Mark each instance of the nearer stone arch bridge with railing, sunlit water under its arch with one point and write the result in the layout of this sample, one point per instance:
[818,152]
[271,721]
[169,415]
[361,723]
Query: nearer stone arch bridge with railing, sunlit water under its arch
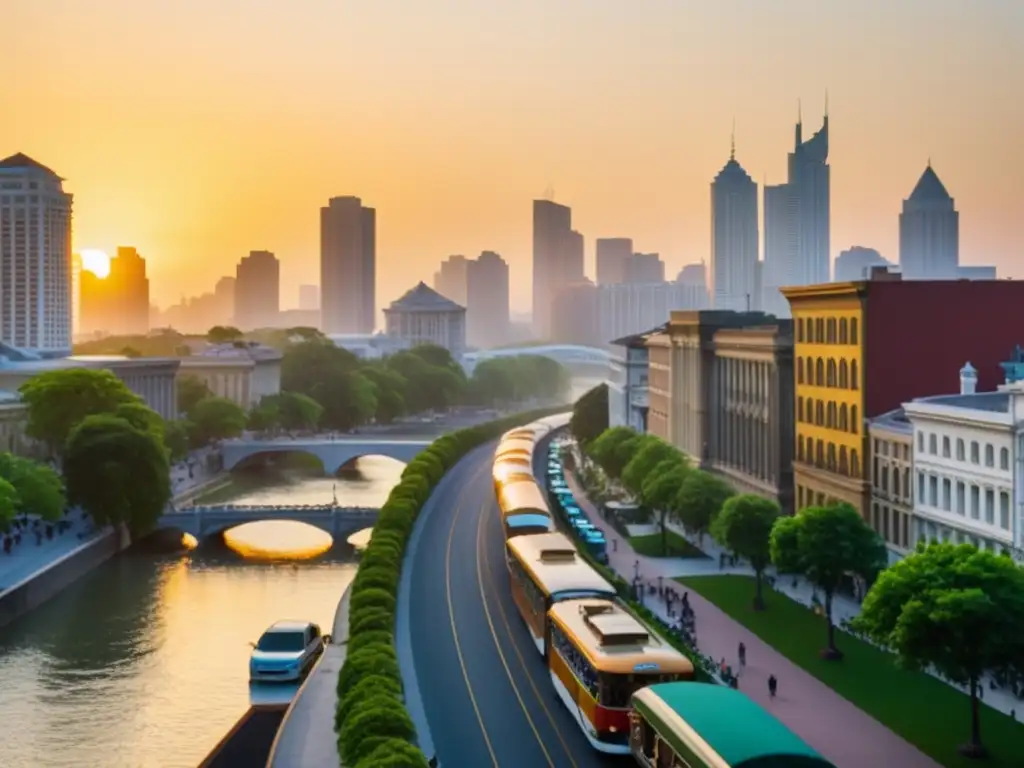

● **Exercise**
In the lines above, find each one with "nearer" and list it.

● **Exercise output**
Mark each instance of the nearer stone arch bridge with railing, sunlit water under its arch with one point and write the result in the layout of this sample, one point per instance:
Query: nearer stone arch bridge with railing, sunlit water under its arch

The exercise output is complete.